======== Text block ========

## approximating square root of nature numbers with Pell’s equation

Posted: December 21, 2012 in Mathematics

This post could be my last post before the world ends, or it could be the celebration for “Hey, we are still alive in the day of doom”.  Last night after I had the last hotpot supper with my friends and a nice sauna at the gym I went home and continue working on my project, but instead I watched youtube and I stumbled upon on an interesting video talking about Diophantine equations and Fermat’s method of ascent.  In the video, he illustrates how to find integral solution of Pell’s equation by Fermat’s method of ascent.  And now I am going to investigate further on Pell’s equation.  In Diophantine equation, we only find solution in integers.

History of Pell’s equation:

So what is Pell’s equation?  There is an interesting story about it.  The equation was named after a mathematician John Pell who didn’t study it.  Euler mistakenly confused William Brouncker, who was the first European studying the equations of this kind, with John Pell.  Pell’s equation is any Diophantine equation of the form:

$x^2-my^2=1$

where $m$ is any positive integer which is not a perfect square.  Why can’t $m$ be a perfect square?  If it is a perfect square, then there exists $t\in\mathbb{Z}$ such that $x^2-(ty)^2=1$.  Contradiction, since the difference between two perfect squares cannot equal to 1.

Method of solving Pell’s equation:

Solving Pell’s equation sometimes isn’t really that difficult.  Let’s say you wanna solve the Pell’s equation

$x^2-2y^2=1$.

======== Extracted entries ========

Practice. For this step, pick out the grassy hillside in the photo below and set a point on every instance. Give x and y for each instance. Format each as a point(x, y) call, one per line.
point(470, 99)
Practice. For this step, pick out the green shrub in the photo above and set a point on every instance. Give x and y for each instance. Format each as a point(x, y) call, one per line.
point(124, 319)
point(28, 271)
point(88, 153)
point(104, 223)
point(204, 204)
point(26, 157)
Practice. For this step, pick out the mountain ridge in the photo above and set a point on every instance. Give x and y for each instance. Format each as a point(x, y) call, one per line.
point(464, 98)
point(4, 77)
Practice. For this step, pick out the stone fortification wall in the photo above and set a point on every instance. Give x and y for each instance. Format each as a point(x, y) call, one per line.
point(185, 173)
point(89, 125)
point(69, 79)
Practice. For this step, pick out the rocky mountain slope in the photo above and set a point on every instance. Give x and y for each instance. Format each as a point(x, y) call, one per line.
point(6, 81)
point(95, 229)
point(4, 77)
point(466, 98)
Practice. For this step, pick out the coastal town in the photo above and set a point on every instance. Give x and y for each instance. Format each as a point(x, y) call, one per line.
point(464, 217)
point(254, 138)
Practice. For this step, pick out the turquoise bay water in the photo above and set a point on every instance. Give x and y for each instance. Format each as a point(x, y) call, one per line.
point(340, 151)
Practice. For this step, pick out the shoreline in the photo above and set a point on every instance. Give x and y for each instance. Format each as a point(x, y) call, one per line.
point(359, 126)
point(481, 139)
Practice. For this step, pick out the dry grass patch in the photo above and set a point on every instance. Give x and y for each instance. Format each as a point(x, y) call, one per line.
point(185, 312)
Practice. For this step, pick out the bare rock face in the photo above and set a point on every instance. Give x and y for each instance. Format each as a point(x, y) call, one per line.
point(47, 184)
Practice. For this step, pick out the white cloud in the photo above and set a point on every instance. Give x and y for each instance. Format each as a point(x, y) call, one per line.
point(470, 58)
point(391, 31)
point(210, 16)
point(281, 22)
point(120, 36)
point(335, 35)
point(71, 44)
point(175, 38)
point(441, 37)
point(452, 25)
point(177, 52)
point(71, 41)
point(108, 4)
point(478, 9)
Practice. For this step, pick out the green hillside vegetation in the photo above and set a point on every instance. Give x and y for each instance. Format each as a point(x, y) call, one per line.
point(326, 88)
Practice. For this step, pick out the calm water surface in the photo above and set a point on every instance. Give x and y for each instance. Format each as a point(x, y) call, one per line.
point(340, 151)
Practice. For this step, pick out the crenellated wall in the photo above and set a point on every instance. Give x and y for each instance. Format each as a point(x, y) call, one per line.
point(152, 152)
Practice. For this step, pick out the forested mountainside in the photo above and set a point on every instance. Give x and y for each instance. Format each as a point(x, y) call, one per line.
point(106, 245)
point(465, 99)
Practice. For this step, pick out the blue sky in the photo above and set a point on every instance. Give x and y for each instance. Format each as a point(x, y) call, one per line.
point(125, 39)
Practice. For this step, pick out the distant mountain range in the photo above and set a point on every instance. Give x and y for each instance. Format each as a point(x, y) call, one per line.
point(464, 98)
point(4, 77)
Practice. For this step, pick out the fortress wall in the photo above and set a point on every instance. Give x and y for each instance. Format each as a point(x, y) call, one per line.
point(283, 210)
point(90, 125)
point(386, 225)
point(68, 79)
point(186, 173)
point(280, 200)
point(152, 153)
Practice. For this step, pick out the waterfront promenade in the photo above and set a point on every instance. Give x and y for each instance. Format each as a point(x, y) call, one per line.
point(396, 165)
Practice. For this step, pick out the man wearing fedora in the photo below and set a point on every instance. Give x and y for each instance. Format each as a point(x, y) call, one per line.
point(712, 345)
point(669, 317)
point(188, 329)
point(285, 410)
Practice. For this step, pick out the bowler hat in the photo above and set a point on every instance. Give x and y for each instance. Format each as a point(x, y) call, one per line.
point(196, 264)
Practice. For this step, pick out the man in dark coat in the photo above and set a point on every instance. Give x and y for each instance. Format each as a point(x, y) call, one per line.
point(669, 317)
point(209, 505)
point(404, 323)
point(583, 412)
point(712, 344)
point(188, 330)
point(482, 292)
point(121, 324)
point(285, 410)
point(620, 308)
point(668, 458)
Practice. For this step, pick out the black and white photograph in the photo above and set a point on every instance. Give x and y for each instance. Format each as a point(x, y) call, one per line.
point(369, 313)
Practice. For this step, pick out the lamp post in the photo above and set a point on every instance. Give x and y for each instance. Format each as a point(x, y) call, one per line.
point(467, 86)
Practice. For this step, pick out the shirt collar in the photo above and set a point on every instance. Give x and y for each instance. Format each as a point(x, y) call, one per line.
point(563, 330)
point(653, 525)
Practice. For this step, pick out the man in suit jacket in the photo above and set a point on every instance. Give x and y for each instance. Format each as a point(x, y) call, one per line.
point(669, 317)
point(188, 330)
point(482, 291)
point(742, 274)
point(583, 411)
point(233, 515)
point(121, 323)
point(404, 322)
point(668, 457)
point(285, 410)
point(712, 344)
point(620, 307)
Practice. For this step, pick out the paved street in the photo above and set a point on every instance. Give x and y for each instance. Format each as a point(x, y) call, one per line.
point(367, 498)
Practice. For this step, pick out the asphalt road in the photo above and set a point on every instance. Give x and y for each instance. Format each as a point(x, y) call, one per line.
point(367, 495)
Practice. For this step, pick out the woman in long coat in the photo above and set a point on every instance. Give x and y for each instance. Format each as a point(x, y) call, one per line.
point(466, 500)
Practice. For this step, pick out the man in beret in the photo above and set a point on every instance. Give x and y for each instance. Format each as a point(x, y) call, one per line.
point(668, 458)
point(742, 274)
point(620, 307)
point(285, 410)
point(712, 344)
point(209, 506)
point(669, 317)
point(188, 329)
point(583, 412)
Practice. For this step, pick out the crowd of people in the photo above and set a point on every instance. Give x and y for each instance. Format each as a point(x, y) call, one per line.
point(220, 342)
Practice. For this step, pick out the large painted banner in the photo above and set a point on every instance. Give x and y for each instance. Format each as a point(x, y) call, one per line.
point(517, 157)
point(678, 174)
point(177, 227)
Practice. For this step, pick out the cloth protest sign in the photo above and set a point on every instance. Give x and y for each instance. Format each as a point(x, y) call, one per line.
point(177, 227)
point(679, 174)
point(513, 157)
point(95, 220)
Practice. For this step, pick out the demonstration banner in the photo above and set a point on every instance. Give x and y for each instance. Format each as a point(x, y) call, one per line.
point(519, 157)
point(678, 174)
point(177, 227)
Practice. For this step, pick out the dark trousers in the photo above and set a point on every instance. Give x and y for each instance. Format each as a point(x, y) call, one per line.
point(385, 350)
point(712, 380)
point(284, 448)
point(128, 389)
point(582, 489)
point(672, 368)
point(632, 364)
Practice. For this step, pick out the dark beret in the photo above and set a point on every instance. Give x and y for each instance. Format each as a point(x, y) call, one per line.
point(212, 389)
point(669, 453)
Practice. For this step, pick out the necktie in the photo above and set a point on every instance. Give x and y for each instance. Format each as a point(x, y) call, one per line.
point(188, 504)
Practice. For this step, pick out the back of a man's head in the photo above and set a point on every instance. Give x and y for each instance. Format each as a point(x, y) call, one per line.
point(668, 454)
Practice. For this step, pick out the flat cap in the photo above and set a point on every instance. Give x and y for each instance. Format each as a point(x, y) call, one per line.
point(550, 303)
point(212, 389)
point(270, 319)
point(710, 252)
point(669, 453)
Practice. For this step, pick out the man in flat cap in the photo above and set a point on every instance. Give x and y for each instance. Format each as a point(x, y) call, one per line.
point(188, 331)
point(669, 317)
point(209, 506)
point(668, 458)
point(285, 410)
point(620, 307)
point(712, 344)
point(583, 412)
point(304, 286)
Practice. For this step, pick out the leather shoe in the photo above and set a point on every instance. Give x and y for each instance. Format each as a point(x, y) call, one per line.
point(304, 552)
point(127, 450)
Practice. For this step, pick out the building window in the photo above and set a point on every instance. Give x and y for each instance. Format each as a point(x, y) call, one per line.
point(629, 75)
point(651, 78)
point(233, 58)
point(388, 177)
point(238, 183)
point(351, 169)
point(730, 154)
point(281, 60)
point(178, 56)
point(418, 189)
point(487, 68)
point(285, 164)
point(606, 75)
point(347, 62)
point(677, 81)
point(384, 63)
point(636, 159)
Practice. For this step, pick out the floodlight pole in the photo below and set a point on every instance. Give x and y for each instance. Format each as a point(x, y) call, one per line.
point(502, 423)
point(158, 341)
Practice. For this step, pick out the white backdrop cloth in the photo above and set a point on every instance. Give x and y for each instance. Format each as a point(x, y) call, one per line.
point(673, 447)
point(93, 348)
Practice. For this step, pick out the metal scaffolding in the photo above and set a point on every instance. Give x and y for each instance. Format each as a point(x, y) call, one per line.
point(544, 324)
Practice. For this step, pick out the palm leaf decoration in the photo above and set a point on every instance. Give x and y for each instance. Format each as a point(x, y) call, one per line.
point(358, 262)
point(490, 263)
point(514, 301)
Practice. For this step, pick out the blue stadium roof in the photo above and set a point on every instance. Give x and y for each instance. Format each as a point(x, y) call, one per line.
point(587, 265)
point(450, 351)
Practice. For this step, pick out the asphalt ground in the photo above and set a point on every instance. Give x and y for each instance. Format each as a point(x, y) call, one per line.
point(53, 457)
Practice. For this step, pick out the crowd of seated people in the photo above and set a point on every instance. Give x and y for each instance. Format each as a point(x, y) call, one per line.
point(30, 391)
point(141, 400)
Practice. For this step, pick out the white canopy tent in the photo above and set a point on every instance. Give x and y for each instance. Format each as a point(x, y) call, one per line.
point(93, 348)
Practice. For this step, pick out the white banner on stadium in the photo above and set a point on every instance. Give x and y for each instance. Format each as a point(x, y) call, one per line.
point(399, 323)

========

In the post on Pell's equation, whom did Euler mistakenly confuse with John Pell?

Solved problem: William Brouncker